> **Task description**
Copy out every record exactly.

[Recorded data]
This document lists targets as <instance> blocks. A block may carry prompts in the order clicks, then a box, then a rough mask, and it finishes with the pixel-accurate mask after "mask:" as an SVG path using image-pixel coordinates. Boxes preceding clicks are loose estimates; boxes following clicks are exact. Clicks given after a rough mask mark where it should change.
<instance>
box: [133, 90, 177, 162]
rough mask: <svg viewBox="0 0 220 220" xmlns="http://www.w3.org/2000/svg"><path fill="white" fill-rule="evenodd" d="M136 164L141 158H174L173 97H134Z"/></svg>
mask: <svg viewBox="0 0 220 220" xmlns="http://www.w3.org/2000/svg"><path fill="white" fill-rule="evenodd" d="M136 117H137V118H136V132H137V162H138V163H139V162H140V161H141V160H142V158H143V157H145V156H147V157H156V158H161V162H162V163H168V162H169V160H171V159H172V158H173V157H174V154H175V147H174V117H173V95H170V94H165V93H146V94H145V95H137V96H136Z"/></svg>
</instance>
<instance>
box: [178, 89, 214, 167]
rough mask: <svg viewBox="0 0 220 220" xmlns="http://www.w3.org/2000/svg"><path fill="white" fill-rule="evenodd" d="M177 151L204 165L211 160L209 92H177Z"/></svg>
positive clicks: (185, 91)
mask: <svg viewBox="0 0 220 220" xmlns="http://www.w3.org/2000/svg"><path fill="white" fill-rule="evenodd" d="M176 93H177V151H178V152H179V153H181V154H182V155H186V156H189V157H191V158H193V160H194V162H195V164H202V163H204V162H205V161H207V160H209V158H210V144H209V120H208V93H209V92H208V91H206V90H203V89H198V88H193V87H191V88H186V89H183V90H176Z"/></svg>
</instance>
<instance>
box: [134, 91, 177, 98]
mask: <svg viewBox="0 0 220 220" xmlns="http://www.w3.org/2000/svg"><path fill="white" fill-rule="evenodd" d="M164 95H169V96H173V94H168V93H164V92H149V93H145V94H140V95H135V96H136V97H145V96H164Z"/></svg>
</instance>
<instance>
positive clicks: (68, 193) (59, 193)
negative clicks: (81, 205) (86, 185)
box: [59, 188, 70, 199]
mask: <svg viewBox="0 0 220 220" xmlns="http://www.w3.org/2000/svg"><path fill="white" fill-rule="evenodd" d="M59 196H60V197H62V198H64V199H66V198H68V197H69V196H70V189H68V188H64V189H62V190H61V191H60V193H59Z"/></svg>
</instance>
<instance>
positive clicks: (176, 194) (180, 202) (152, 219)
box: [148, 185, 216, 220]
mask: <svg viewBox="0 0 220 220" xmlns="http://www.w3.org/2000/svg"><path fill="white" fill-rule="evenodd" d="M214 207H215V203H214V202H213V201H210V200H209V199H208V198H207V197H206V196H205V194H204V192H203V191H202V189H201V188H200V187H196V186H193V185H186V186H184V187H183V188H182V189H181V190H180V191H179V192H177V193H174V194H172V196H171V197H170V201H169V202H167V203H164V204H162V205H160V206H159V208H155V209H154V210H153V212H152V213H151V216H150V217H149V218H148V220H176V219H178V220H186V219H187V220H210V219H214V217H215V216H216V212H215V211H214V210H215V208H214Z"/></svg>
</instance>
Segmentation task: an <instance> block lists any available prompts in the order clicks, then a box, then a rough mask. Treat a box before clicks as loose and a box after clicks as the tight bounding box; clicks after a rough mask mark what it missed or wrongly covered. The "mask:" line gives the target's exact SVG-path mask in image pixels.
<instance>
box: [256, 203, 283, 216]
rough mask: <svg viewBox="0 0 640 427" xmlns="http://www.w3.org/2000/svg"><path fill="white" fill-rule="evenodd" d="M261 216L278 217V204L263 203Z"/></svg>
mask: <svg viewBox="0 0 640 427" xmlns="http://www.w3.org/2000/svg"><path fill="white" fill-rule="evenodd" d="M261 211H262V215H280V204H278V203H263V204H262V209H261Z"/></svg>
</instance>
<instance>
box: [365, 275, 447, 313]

> **Written answer**
This document lists targets as <instance> blocks. A block may carry prompts in the order clicks, then a box, then a rough mask, and it finishes with the pixel-accurate mask after "mask:" as an SVG path using image-pixel coordinates. Boxes preceding clicks are loose estimates; boxes following clicks are exact. Clicks given after a rough mask mark where it should change.
<instance>
box: [133, 90, 177, 162]
rough mask: <svg viewBox="0 0 220 220" xmlns="http://www.w3.org/2000/svg"><path fill="white" fill-rule="evenodd" d="M136 164L141 158H174L173 97H134Z"/></svg>
mask: <svg viewBox="0 0 220 220" xmlns="http://www.w3.org/2000/svg"><path fill="white" fill-rule="evenodd" d="M136 117H137V118H136V132H137V162H138V163H139V162H140V161H141V160H142V158H143V157H145V156H147V157H156V158H161V162H162V163H168V162H169V160H171V159H172V158H173V157H174V154H175V147H174V117H173V95H170V94H165V93H146V94H145V95H137V96H136Z"/></svg>
</instance>
<instance>
box: [178, 89, 214, 167]
rough mask: <svg viewBox="0 0 220 220" xmlns="http://www.w3.org/2000/svg"><path fill="white" fill-rule="evenodd" d="M177 151L204 165L211 160L209 92H177Z"/></svg>
positive clicks: (185, 91)
mask: <svg viewBox="0 0 220 220" xmlns="http://www.w3.org/2000/svg"><path fill="white" fill-rule="evenodd" d="M176 93H177V151H178V152H179V153H181V154H182V155H186V156H189V157H191V158H193V160H194V162H195V164H202V163H204V162H205V161H207V160H209V158H210V144H209V120H208V93H209V92H208V91H206V90H203V89H198V88H193V87H191V88H186V89H183V90H176Z"/></svg>
</instance>
<instance>
box: [134, 91, 177, 98]
mask: <svg viewBox="0 0 220 220" xmlns="http://www.w3.org/2000/svg"><path fill="white" fill-rule="evenodd" d="M164 95H169V96H173V94H168V93H164V92H149V93H145V94H140V95H135V96H136V97H145V96H164Z"/></svg>
</instance>
<instance>
positive clicks: (68, 193) (59, 193)
negative clicks: (81, 205) (86, 185)
box: [59, 188, 70, 199]
mask: <svg viewBox="0 0 220 220" xmlns="http://www.w3.org/2000/svg"><path fill="white" fill-rule="evenodd" d="M59 196H60V197H62V198H64V199H66V198H68V197H69V196H70V189H68V188H64V189H62V190H61V191H60V193H59Z"/></svg>
</instance>
<instance>
positive clicks: (176, 194) (180, 202) (152, 219)
box: [148, 185, 216, 220]
mask: <svg viewBox="0 0 220 220" xmlns="http://www.w3.org/2000/svg"><path fill="white" fill-rule="evenodd" d="M214 207H215V203H214V202H213V201H210V200H209V199H208V198H207V197H206V196H205V194H204V192H203V191H202V189H201V188H200V187H196V186H193V185H186V186H184V187H183V188H182V189H181V190H180V191H179V192H177V193H174V194H172V196H171V197H170V201H169V202H167V203H164V204H162V205H160V206H159V208H155V209H154V210H153V212H152V213H151V216H150V217H149V218H148V220H176V219H178V220H186V219H187V220H210V219H214V217H215V216H216V212H215V211H214V210H215V208H214Z"/></svg>
</instance>
Segmentation task: an <instance> block lists any available prompts in the order clicks, then a box, then a rough mask. Treat a box before clicks as loose and a box after clicks as the tight bounding box; clicks after a rough mask mark what it missed or wrongly covered. The "mask:" line gives the target's exact SVG-path mask in image pixels.
<instance>
box: [256, 203, 283, 216]
rough mask: <svg viewBox="0 0 640 427" xmlns="http://www.w3.org/2000/svg"><path fill="white" fill-rule="evenodd" d="M261 216L278 217V204L263 203Z"/></svg>
mask: <svg viewBox="0 0 640 427" xmlns="http://www.w3.org/2000/svg"><path fill="white" fill-rule="evenodd" d="M261 211H262V215H280V204H278V203H263V204H262V209H261Z"/></svg>
</instance>
<instance>
box: [365, 275, 447, 313]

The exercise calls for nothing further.